## [SELECTION]
# # # # # # #

Friday, January 6, 2012

Kit Carson Marker

Kit Carson

Alpine County August 4, 2009

From the Old Emigrant Road marker we head east on highway 88 for three miles. It was this route Kit Carson had picked using information obtained from Washoe Indians to guide the Fremont expedition out of Nevada and over the Sierra to Sutter’s Fort in winter conditions in early 1844. And sure enough, as the Washoe had warned, there was no food or game along the way the they had to resort to eating some of their dogs, horses, and mules.

'Kit Carson Marker' actually denotes the spot he carved his name on a tree.

John C. Fremont

There’s a pastoral place in Snake Valley, Utah named Pruess Lake, not for the hybrid Toyota but for Charles Preuss, the melancholy ‘old guy’ cartographer on the Fremont expeditions. While it seems as if everything in sight was either named Carson or Fremont from these early expeditions, the best Mr. Preuss could get was that small body of water in rural Utah…and misspelled at that.

Charles Preuss

As well as being a mapmaker, Preuss was an artist, and the illustrations he made of the expeditions were engraved and accompanied the published reports, for just like Facebook or a blog, it’s simply better with pictures. The maps and guidebooks from the expeditions became best sellers and helped the country expand to the Pacific. But again, all Preuss got out of it was temporary employment.

It was a bit like a serial western, with Fremont as the heroic Lone Ranger and Kit Carson as Tonto, his trusty sidekick. And then there was Preuss as the grumbling tenderfoot they needed to bring along.

To that trio of main characters, Fremont hired a group of cherry-picked civilians that were French-Canadian and American, seasoned hunters and trappers that could endure the hardships without complaint. Just about all of them were illiterate, so written record of the goings on were confined to Fremont’s notes and Preuss, who kept a diary for his wife. Biographers had to rely on Fremont field notes which were remembered and often enhanced after the fact, for the existence of Preuss’ notes were unknown. It turned out they had remained in his family and were found in the early 1930’s in his native Germany after a derivative ‘memoirs of a northern California pioneer’ was published. Attempts to retrieve the notes came to a halt with Hitler coming to power and eventually they were found in the American Memorial Library in Berlin in the 1950’s.

# # # # # # #

## [MATERIAL PROVIDED]

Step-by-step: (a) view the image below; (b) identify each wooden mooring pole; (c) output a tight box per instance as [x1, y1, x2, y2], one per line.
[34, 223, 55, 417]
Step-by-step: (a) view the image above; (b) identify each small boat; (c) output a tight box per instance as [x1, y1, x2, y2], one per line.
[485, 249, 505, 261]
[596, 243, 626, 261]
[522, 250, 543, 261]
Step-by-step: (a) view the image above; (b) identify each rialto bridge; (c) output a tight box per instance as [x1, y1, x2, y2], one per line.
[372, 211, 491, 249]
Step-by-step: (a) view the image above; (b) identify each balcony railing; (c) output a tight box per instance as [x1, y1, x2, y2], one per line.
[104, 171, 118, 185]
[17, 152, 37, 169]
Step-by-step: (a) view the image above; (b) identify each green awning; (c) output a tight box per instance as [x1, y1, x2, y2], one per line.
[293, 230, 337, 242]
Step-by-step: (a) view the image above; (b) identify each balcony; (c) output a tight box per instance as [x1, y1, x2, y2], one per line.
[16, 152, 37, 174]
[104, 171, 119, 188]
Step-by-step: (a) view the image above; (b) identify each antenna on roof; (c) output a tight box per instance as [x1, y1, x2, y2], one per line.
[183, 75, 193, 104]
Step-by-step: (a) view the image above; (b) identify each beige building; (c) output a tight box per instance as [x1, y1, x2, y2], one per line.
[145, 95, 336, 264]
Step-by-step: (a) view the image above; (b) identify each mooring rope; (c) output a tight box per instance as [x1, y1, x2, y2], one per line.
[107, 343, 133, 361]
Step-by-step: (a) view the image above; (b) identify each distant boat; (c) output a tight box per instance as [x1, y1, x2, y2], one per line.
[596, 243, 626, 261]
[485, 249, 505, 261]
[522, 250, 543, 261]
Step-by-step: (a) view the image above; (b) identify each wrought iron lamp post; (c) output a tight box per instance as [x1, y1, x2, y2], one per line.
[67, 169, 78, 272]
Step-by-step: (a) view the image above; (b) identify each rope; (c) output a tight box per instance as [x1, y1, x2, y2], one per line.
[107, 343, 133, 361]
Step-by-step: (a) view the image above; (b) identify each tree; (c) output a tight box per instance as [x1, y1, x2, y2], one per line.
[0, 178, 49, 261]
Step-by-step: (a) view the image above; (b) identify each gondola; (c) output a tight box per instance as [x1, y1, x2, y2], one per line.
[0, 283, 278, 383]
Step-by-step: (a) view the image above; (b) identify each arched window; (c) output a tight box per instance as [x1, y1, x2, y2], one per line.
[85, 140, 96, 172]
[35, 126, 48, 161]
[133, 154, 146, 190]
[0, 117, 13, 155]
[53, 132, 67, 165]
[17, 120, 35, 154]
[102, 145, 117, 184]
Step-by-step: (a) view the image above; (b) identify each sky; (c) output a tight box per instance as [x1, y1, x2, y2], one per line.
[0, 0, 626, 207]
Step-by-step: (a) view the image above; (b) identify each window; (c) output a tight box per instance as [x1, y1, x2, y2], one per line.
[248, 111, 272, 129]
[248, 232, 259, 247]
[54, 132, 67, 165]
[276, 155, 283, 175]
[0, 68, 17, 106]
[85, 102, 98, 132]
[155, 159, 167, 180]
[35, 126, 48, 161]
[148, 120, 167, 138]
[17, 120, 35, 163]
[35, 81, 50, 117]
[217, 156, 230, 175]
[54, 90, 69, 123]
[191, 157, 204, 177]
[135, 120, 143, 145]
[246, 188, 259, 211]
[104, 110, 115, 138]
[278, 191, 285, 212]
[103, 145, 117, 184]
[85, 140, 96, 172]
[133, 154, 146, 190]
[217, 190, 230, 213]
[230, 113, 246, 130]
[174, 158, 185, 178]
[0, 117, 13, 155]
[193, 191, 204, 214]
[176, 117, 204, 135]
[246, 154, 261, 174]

# # # # # # #

## [EXERCISES]
**A.** In the Kit Carson Marker post, where were the notes Preuss kept eventually found in the 1950s?
**B.** Continue the Kit Carson Marker post from its final sentence onward.

## [ANSWERS TO THE EXERCISES]
**A.** They were found in the American Memorial Library in Berlin.

**B.**
As it turned out the notes were mostly complaints about food and long hours in the saddle, along with tart observations of Fremont’s leadership and decision-making process. When combined with Fremont’s notes however, a good account of the first three of the four expeditions can be had. Preuss diary also exposes his weltschmertz;  that unique German word meaning roughly a growing world-weary sadness. That sadness eventually got to Charles Preuss and he committed suicide in 1854 at the age of 51.

The fold out from the 1845 report showing the 1844 route of the winter crossing of the Sierra Nevada. It begins on the East Fork of the Carson River near Markleeville, Ca (on the right) and ends at Sutter's Fort at New Helvetia (Sacramento) near the American and Sacramento Rivers.

Plaque inscription: NO. 315 KIT CARSON MARKER - On this spot, the summit of the Kit Carson Pass, stood the Kit Carson Tree on which the famous scout Kit Carson inscribed his name in 1844 when he guided the then Captain John C. Frémont, head of a government exploring expedition, over the Sierra Nevada. The original inscription was cut from the tree in 1888 and is now in Sutter's Fort, Sacramento.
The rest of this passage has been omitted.